Assigned task: Return every line of the records below verbatim, with no pictures in the copy.

───

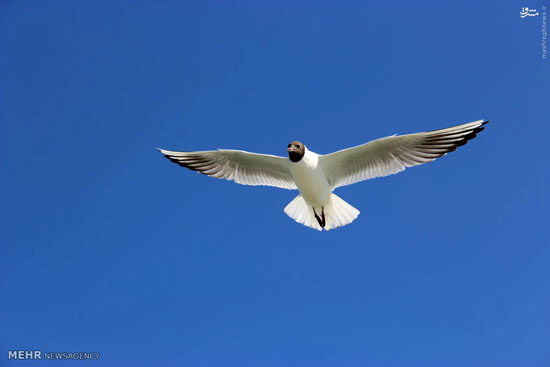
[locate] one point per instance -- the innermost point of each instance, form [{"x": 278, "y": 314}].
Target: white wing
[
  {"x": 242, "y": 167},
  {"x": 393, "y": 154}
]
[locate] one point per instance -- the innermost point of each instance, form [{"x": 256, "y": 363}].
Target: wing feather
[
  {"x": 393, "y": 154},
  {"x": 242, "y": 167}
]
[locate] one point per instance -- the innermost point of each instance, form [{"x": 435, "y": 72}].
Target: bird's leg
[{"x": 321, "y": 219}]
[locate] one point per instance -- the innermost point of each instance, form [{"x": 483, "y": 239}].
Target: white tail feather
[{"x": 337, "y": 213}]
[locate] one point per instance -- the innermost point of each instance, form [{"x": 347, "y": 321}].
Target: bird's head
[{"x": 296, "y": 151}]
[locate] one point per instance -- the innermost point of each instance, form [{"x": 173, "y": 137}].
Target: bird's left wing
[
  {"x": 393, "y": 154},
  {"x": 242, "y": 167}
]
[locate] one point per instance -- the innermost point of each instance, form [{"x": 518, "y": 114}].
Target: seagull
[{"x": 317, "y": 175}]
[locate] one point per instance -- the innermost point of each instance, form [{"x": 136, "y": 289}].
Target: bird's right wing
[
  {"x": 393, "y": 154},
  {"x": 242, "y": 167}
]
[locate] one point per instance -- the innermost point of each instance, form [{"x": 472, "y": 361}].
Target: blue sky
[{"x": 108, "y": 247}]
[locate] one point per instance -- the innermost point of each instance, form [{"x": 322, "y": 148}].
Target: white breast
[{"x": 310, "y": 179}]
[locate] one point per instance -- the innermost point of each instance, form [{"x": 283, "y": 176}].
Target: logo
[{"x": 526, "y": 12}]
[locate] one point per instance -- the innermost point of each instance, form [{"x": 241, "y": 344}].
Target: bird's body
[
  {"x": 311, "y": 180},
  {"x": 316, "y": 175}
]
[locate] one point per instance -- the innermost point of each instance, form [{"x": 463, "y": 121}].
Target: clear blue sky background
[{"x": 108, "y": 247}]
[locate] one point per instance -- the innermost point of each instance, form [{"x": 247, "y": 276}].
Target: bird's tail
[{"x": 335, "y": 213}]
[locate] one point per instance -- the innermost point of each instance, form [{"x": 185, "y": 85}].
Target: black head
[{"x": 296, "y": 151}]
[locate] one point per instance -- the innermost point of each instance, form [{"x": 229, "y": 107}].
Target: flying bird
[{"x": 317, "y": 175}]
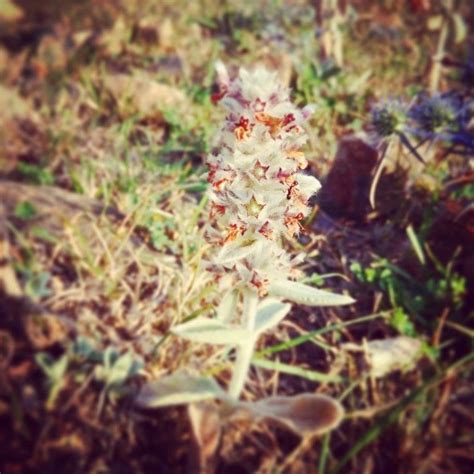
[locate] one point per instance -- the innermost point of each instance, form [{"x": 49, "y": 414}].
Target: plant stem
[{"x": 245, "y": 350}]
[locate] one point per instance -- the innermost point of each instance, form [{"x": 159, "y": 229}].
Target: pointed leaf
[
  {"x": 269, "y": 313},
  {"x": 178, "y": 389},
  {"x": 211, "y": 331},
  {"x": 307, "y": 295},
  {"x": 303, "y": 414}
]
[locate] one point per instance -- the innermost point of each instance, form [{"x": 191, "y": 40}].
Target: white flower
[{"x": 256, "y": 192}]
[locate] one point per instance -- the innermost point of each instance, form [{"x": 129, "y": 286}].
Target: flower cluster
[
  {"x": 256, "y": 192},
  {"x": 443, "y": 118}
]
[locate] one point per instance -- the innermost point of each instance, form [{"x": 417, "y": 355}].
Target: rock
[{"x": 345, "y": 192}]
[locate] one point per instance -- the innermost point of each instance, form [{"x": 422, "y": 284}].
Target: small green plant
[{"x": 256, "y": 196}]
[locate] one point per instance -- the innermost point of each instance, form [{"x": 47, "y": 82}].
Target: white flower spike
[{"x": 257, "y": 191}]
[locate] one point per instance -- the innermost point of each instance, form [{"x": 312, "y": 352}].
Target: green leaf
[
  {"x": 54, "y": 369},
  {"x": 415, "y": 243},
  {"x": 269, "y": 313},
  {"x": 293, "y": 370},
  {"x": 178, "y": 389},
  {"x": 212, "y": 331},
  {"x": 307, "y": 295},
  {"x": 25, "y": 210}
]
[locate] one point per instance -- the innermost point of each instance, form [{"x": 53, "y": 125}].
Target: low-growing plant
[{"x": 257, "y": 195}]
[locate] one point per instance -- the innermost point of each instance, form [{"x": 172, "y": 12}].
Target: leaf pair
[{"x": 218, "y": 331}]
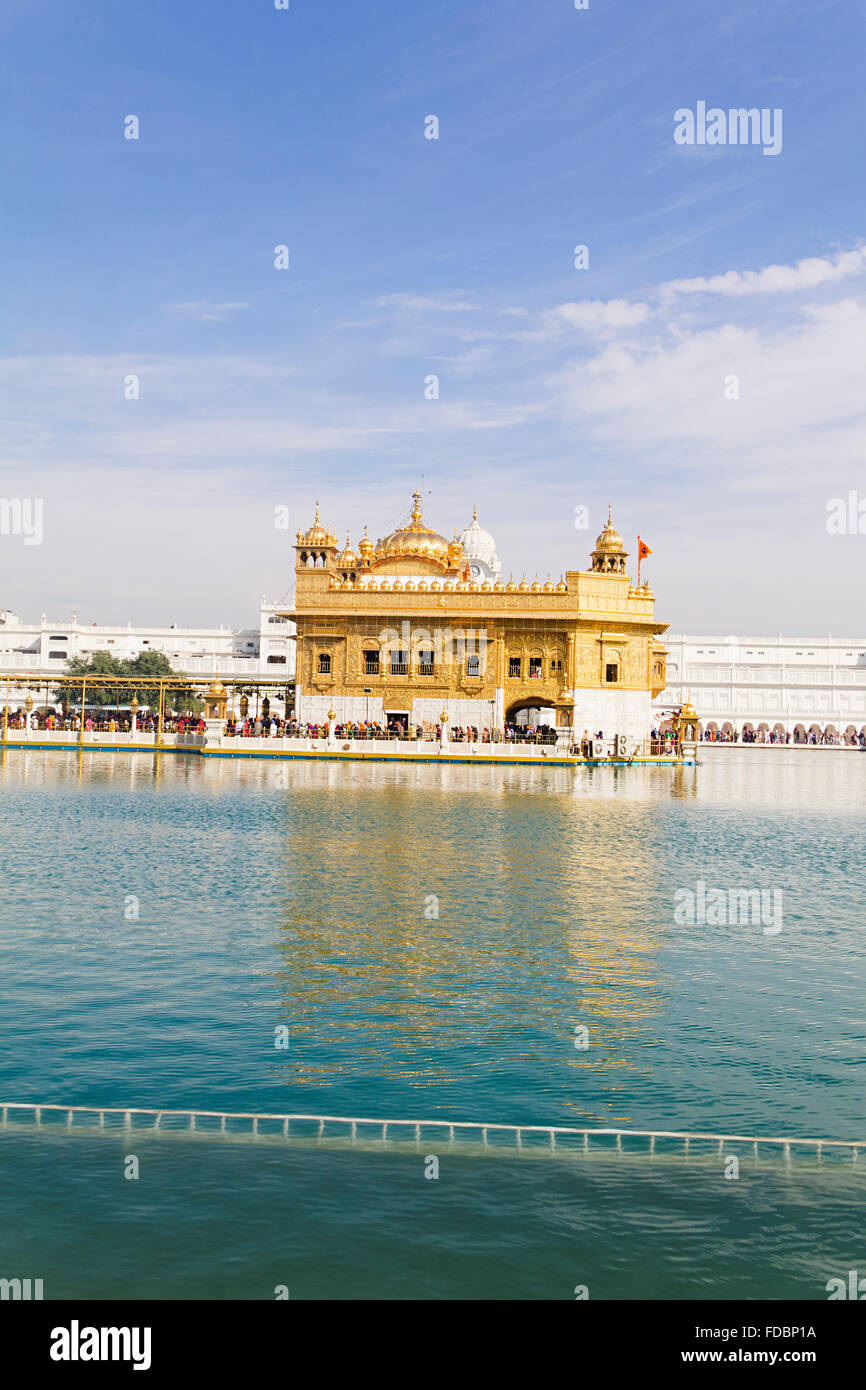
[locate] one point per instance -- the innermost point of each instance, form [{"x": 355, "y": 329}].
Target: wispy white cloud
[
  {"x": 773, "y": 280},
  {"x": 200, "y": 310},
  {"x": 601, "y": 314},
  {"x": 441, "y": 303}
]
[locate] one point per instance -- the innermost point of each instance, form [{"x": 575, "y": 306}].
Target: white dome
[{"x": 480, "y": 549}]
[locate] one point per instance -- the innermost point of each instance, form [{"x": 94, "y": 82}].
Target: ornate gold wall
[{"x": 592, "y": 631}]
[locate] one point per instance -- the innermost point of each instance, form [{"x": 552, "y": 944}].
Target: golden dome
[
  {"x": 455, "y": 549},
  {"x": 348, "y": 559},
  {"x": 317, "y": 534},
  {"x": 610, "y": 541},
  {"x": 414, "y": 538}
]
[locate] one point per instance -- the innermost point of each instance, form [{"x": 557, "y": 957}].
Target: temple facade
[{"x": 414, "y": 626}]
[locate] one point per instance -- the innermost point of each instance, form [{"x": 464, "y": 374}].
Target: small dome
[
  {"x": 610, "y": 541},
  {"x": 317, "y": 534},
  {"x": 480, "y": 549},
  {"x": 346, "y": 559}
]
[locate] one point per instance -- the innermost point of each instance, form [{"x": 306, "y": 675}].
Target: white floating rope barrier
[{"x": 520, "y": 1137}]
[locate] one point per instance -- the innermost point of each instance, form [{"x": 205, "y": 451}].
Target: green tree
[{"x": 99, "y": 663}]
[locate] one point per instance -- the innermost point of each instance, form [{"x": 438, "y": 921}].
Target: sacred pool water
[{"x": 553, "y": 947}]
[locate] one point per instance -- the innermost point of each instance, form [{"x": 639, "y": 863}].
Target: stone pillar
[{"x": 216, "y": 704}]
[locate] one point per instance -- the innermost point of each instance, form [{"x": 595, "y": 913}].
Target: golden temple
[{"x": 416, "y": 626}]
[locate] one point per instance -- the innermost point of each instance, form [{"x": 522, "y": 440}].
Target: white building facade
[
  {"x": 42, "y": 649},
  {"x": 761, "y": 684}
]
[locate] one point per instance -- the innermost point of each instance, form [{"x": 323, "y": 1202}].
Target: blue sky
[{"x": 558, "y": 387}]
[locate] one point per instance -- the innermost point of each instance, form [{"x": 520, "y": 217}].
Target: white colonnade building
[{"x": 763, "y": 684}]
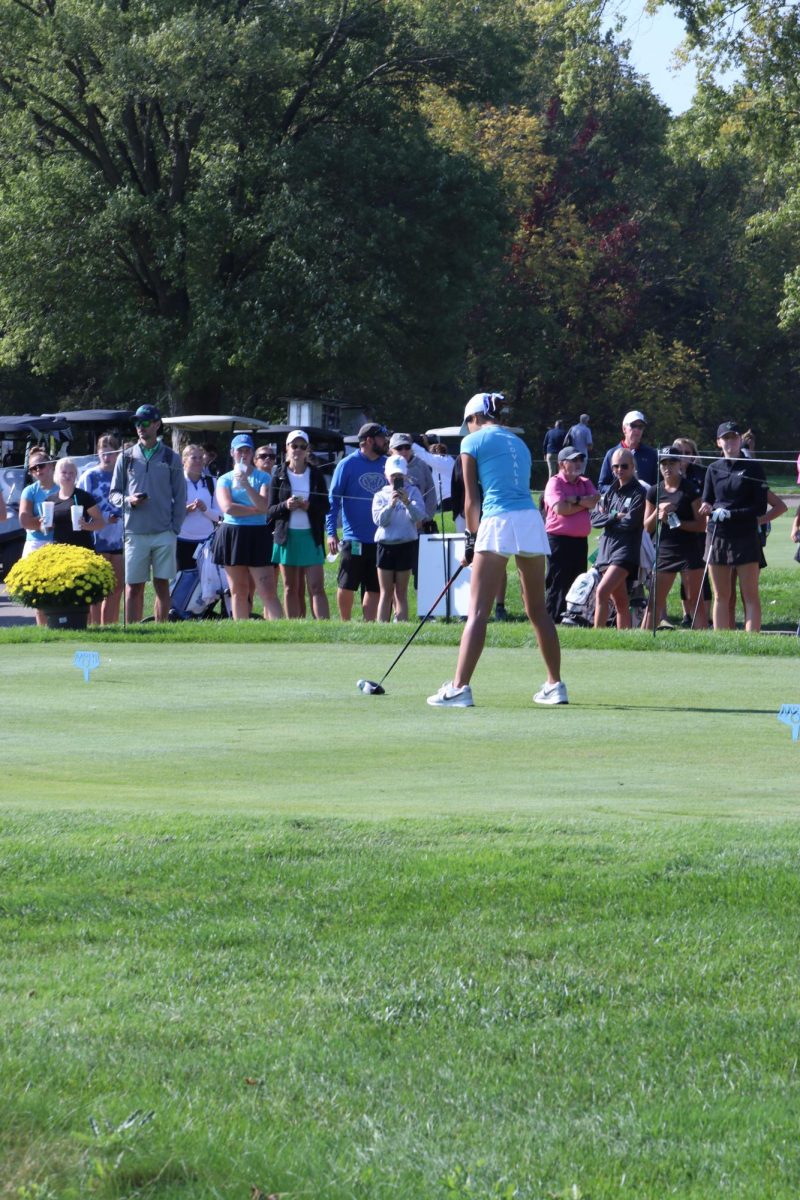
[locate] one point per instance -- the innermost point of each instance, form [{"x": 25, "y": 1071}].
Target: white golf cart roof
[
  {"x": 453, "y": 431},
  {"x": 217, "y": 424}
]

───

Exercise response:
[locate] one point per instance -- the innermost point of each instance, form [{"x": 278, "y": 314}].
Target: white wing
[
  {"x": 242, "y": 167},
  {"x": 393, "y": 154}
]
[locate] one point per instance -- the innermost point of each instance, form [{"x": 256, "y": 363}].
Target: wing feather
[
  {"x": 393, "y": 154},
  {"x": 242, "y": 167}
]
[locate] one point per instance -- the innermost point of each instance, form [{"x": 435, "y": 72}].
Target: bird's leg
[{"x": 321, "y": 219}]
[locate] one point per instance -- the innermost point of each instance, form [{"x": 483, "y": 239}].
Target: white tail feather
[{"x": 337, "y": 213}]
[locate] one point per instance -- the innermost point of each instance, form [{"x": 347, "y": 321}].
Target: bird's head
[{"x": 296, "y": 151}]
[locate] one point per instance -- the innermost point of each instance, form [{"x": 173, "y": 137}].
Target: bird's left wing
[
  {"x": 393, "y": 154},
  {"x": 242, "y": 167}
]
[locate] one point per instance -- the innermost point of each instance, form [{"x": 518, "y": 114}].
Target: seagull
[{"x": 317, "y": 175}]
[locate] one point per instance -- the innermost point of each instance, form [{"x": 136, "y": 289}].
Target: bird's right wing
[
  {"x": 393, "y": 154},
  {"x": 242, "y": 167}
]
[locate] one point per instance -- the innermost point of each instance, form [{"x": 472, "y": 361}].
Target: blue sky
[{"x": 108, "y": 247}]
[locate] one point per instance -- the innermost point of each instance, form [{"x": 322, "y": 148}].
Target: white breast
[{"x": 310, "y": 179}]
[locate] one point per instance -- the innermost point of each instance, form [{"x": 283, "y": 176}].
Target: logo
[{"x": 526, "y": 12}]
[locate] one point per instance -- the innermost point of each instance, form [{"x": 241, "y": 344}].
Target: bird's body
[
  {"x": 311, "y": 180},
  {"x": 316, "y": 175}
]
[locate] one point per instance -- the innermost point of each instance, form [{"x": 463, "y": 121}].
Target: clear blue sky background
[{"x": 108, "y": 247}]
[locate] one point per instance -- the innermost point of each instance, form [{"x": 247, "y": 276}].
Target: bird's tail
[{"x": 335, "y": 213}]
[locate] one point per instance -- the innermost point of each instance, form [{"x": 185, "y": 85}].
Target: black head
[{"x": 296, "y": 151}]
[locate] one point per instance -- the innermost point of each instance, form [{"x": 229, "y": 107}].
Target: flying bird
[{"x": 317, "y": 175}]
[locate] one point per instance -- the innermost point of each instance, form [{"x": 49, "y": 414}].
Target: plant stem
[{"x": 245, "y": 350}]
[locate] one point per instance -- the innermost point of each instance, form [{"x": 159, "y": 229}].
Target: pointed leaf
[
  {"x": 269, "y": 313},
  {"x": 178, "y": 389},
  {"x": 211, "y": 331},
  {"x": 307, "y": 295},
  {"x": 303, "y": 414}
]
[locate] one point per instance -- the innermost point of each instance, form [{"x": 191, "y": 40}].
Target: white flower
[{"x": 256, "y": 192}]
[locate] one point per instance -- the innermost point of each instance, form [{"x": 129, "y": 286}].
Target: flower cluster
[
  {"x": 256, "y": 192},
  {"x": 443, "y": 118}
]
[locate] one point per instance -- the innermost point of each instance, form [{"x": 417, "y": 355}].
Target: rock
[{"x": 345, "y": 192}]
[locate] one point per instance -- the innermost point of each instance, form [{"x": 422, "y": 284}].
Target: small green plant
[{"x": 256, "y": 196}]
[locate] one point per instance -- the innermost point of each instance, form [{"x": 47, "y": 82}].
Target: white flower spike
[{"x": 257, "y": 191}]
[locate] one point per instance -- the innermost point of each instance, form [{"x": 312, "y": 352}].
Target: green leaf
[
  {"x": 54, "y": 369},
  {"x": 415, "y": 243},
  {"x": 269, "y": 313},
  {"x": 293, "y": 370},
  {"x": 178, "y": 389},
  {"x": 212, "y": 331},
  {"x": 307, "y": 295},
  {"x": 25, "y": 210}
]
[locate] one point per instance -- the innermost point of each instance, form [{"x": 53, "y": 125}].
Target: low-growing plant
[{"x": 257, "y": 195}]
[locate] one point per instance -- the innermost point of each instance, form [{"x": 172, "y": 12}].
Target: leaf pair
[{"x": 218, "y": 331}]
[locate] one point per instance -- the innermost point of each instance, form [{"x": 355, "y": 329}].
Target: wispy white cloud
[
  {"x": 773, "y": 280},
  {"x": 200, "y": 310},
  {"x": 601, "y": 314},
  {"x": 441, "y": 303}
]
[locate] one point per instance -- the innermost point of each instance, form [{"x": 575, "y": 306}].
Target: white dome
[{"x": 480, "y": 549}]
[locate] one point per instance -- the innermost point of each instance, form [{"x": 94, "y": 82}].
Target: ornate gold wall
[{"x": 592, "y": 631}]
[locate] one point per instance -- the innermost point of each instance, form [{"x": 552, "y": 944}].
Target: golden dome
[
  {"x": 455, "y": 549},
  {"x": 348, "y": 559},
  {"x": 317, "y": 534},
  {"x": 610, "y": 541},
  {"x": 414, "y": 538}
]
[locate] one point per instance -- the innermost point of each instance, form [{"x": 557, "y": 957}].
Target: temple facade
[{"x": 414, "y": 626}]
[locate] one point per instance -- the innermost point of each instance, form [{"x": 464, "y": 374}].
Target: small dome
[
  {"x": 610, "y": 541},
  {"x": 317, "y": 534},
  {"x": 480, "y": 549},
  {"x": 346, "y": 559}
]
[locate] one point per instance -- the innermost point of each instance, form [{"x": 306, "y": 675}].
Target: white floating rope barrier
[{"x": 520, "y": 1137}]
[locate] one point per instance -- the innermost point of each instance, form [{"x": 205, "y": 451}].
Target: green tree
[{"x": 99, "y": 663}]
[locate] one point per instance -- the innermost point of each instance, form [{"x": 438, "y": 921}].
Target: sacred pool water
[{"x": 553, "y": 947}]
[locate] one point per instance -- the innermost point of each instance, form [{"x": 639, "y": 863}].
Target: stone pillar
[{"x": 216, "y": 704}]
[locate] one point per instance -- the innermost point of each instance, form [{"x": 595, "y": 913}].
Target: golden temple
[{"x": 416, "y": 626}]
[locate] one point per instance -- the innermost point of each instance, form [{"x": 522, "y": 440}].
Target: white building facade
[
  {"x": 42, "y": 649},
  {"x": 761, "y": 684}
]
[locate] one point per instance -- the innermost point of each instance, form [{"x": 323, "y": 1202}].
Target: blue sky
[{"x": 558, "y": 387}]
[locate] one point per instance -- the innermost point of each instance, form [{"x": 520, "y": 217}].
Target: white colonnade building
[{"x": 763, "y": 684}]
[locate] one point per instance -- the innermost point of each instance, form [{"x": 25, "y": 1071}].
Target: white golf cart roof
[
  {"x": 453, "y": 431},
  {"x": 217, "y": 424}
]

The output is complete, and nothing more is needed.